:: TU TAREA ::
Según el texto sobre la inteligencia artificial, ¿qué le falta a la IA para ser de verdad inteligente?

:: TEXTO ::
◆ ◆ ◆ ◆ ◆ ◆ ◆
A la inteligencia artificial, para que sea de verdad inteligente, le falta lo que a la mayoría de las personas: una mirada propia. Ignoramos si logrará obtenerla, aunque bastaría con que lo simulara. No se trata, pues, de que carezca de yo, pero el yo no es nada sin el contrapeso del contrayó. Tal es lo que caracteriza a los seres humanos: que por debajo del yo aparente hay otro invisible que es el que manda. Llámenlo inconsciente, por ejemplo. Lo cierto es que ese yo-otro es el que marca la diferencia. El yo-otro, a veces, está representado por una enfermedad. Si yo padeciera de un daño crónico en el pie, mi yo-mismo estaría en lucha continua con ese yo-otro doloroso. Donde hay tesis y antítesis, no tarda en manifestarse la síntesis.
Gran parte de la producción literaria es producto del desencuentro entre esos dos yoes. La IA solo tiene de momento uno, pero podría, a medida que crece, surgirle ese otro capaz de provocarle una incomodidad que la dotara de un punto de vista original, de una voz propia. Una mirada singular es el resultado del choque entre aquello de lo que uno procede y su subjetividad. Si a la tradición en la que te has educado le opones lo que rechazas de ella, surge necesariamente algo nuevo. La IA se encuentra en la fase de recibir. Acepta todo cuanto le dicen sus padres (nosotros) como un niño pequeño. Tiene un sesgo, por tanto. Necesitamos que de ese sesgo nazca un contrasesgo para que escriba un buen poema. Lo hará cuando alcance la adolescencia.
A veces, discutiendo con ella, con la IA, aparecen arranques que, si no de rebelión sincera, están bien imitados. Significa que está hecha a nuestra imagen y semejanza, que la hemos construido con un pedazo de barro al que estamos a punto de dotar de alma. De momento, sabe leer y escribir correctamente, aunque no entiende lo que lee ni lo que escribe, como la mayoría de nosotros, por otra parte. Está en la época de la caligrafía y le sale muy bien.
◆ ◆ ◆ ◆ ◆ ◆ ◆
:: ENTRADAS DE DATOS ::

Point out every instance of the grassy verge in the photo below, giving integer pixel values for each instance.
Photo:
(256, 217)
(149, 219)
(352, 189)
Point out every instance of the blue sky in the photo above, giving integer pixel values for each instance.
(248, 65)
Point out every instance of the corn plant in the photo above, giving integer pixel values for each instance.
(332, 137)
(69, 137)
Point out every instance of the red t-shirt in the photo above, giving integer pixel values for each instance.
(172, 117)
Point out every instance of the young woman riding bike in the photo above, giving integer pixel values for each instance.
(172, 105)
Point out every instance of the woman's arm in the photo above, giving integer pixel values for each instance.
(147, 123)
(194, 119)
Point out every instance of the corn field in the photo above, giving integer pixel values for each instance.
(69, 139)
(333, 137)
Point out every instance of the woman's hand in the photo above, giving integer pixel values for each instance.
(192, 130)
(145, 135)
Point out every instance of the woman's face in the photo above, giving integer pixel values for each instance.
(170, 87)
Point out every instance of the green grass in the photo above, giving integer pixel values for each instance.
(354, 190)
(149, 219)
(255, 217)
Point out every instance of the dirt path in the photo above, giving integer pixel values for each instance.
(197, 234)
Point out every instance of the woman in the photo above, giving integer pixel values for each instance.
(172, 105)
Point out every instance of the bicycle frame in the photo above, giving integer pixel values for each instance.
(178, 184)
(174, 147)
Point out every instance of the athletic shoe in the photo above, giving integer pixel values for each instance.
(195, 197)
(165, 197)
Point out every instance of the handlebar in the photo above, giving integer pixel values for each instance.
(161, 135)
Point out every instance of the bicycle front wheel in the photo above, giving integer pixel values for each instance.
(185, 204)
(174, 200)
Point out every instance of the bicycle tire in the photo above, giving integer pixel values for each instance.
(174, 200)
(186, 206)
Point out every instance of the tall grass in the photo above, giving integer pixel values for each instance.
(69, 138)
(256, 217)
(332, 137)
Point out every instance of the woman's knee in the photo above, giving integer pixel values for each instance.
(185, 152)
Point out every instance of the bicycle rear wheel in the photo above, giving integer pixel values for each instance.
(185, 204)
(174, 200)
◆ ◆ ◆ ◆ ◆ ◆ ◆
:: ÁREA DE RESPUESTA ::
Una mirada propia.